*The problem:* Rewrite the material below as a JSON list of strings, with one string for each line and blank lines left out.
━━━ Supplied records ━━━
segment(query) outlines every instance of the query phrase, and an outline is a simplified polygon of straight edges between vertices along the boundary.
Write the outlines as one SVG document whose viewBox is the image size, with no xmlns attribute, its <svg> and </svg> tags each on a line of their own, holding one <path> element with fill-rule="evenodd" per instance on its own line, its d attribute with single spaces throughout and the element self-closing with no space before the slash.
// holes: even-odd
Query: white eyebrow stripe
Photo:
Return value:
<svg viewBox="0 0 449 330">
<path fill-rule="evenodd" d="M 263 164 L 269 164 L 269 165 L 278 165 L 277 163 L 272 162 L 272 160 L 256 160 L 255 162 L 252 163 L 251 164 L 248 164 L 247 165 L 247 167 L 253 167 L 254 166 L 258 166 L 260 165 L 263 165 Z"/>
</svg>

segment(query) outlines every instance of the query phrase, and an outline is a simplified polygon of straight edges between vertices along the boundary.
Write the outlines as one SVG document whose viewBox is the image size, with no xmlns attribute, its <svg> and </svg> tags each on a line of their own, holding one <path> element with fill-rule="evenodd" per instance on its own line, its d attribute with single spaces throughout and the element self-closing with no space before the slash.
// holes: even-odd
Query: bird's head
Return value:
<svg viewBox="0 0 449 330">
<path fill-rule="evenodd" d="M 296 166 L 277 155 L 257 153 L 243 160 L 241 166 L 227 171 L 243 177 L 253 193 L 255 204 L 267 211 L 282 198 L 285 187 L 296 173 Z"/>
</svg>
━━━
*Written solution:*
[
  "segment(query) outlines every instance of the query phrase, and an outline is a simplified polygon of straight edges between vertices along the boundary.",
  "Write the outlines as one SVG document whose viewBox is the image size, with no xmlns attribute, its <svg> and </svg> tags each on a line of their own, holding one <path> element with fill-rule=\"evenodd\" per instance on its own line, its d attribute with single spaces throughout and the element self-closing with no space before the slash.",
  "// holes: even-odd",
  "Query: white eyebrow stripe",
  "Photo:",
  "Return value:",
  "<svg viewBox=\"0 0 449 330\">",
  "<path fill-rule=\"evenodd\" d=\"M 263 164 L 269 164 L 269 165 L 278 165 L 277 163 L 272 162 L 272 160 L 256 160 L 255 162 L 252 163 L 251 164 L 248 164 L 247 165 L 247 167 L 253 167 L 254 166 L 258 166 L 260 165 L 263 165 Z\"/>",
  "</svg>",
  "segment(query) outlines every instance of the query phrase, and an outline is a simplified polygon of straight edges between vertices along the boundary.",
  "Write the outlines as one SVG document whose viewBox is the image size, with no xmlns attribute, its <svg> and </svg> tags each on a line of their own, holding one <path> element with fill-rule=\"evenodd\" per instance on its own line, its d attribute with single spaces throughout and the element self-closing with no space before the slash.",
  "// holes: even-odd",
  "Query: bird's head",
  "Return value:",
  "<svg viewBox=\"0 0 449 330\">",
  "<path fill-rule=\"evenodd\" d=\"M 296 166 L 277 155 L 257 153 L 243 160 L 241 166 L 227 171 L 243 177 L 253 193 L 255 204 L 267 211 L 282 198 L 285 187 L 296 173 Z\"/>",
  "</svg>"
]